Exercise prompt =
Go through the entries and copy every line that has the string "yellow" in it.

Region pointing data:
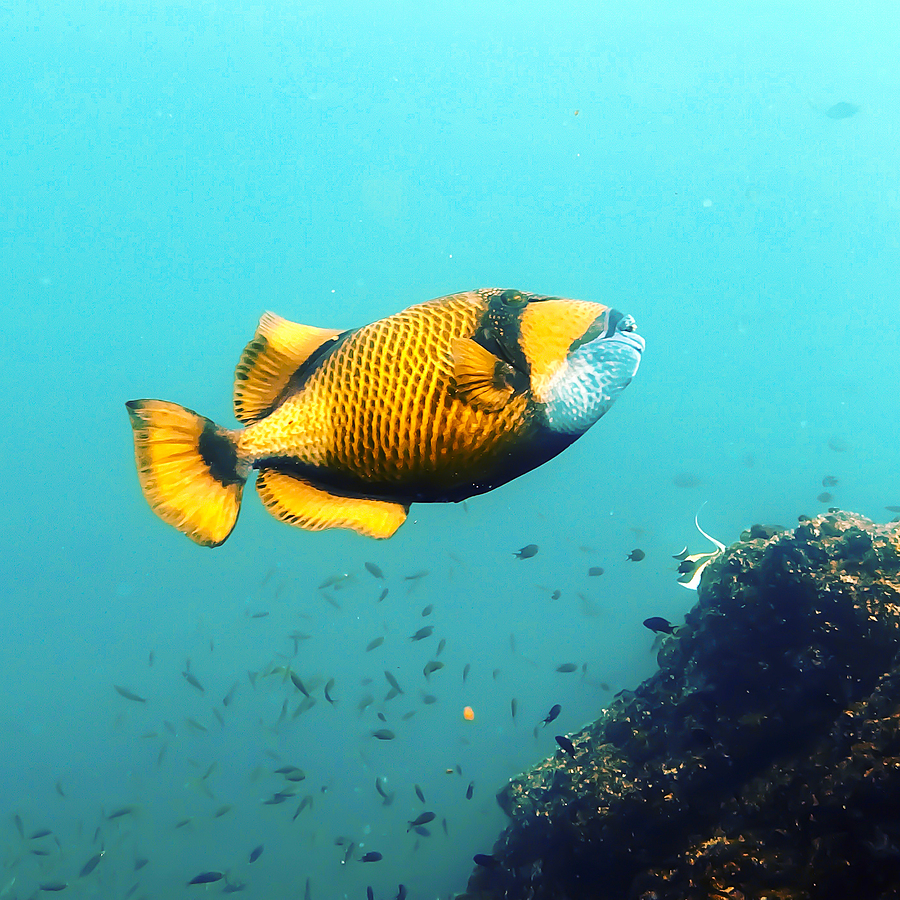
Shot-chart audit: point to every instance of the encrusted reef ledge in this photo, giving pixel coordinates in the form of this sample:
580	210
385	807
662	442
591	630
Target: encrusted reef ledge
762	760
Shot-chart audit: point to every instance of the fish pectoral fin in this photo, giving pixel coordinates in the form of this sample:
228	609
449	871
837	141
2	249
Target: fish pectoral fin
480	377
277	350
300	503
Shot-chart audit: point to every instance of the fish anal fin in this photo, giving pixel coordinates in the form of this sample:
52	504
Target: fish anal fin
481	378
277	350
297	502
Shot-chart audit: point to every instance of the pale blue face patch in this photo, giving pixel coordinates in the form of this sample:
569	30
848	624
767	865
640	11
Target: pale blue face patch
595	373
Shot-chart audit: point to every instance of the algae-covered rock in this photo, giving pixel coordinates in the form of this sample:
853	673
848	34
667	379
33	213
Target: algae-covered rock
761	760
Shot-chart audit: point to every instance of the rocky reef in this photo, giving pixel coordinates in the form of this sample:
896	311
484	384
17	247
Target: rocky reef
762	760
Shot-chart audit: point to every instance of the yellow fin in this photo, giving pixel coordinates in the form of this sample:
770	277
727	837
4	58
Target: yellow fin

The answer =
Shot-chart audit: point to every instance of the yellow fin in this photo, giving pixel coordinates in the form of this sample:
Target: yellow fin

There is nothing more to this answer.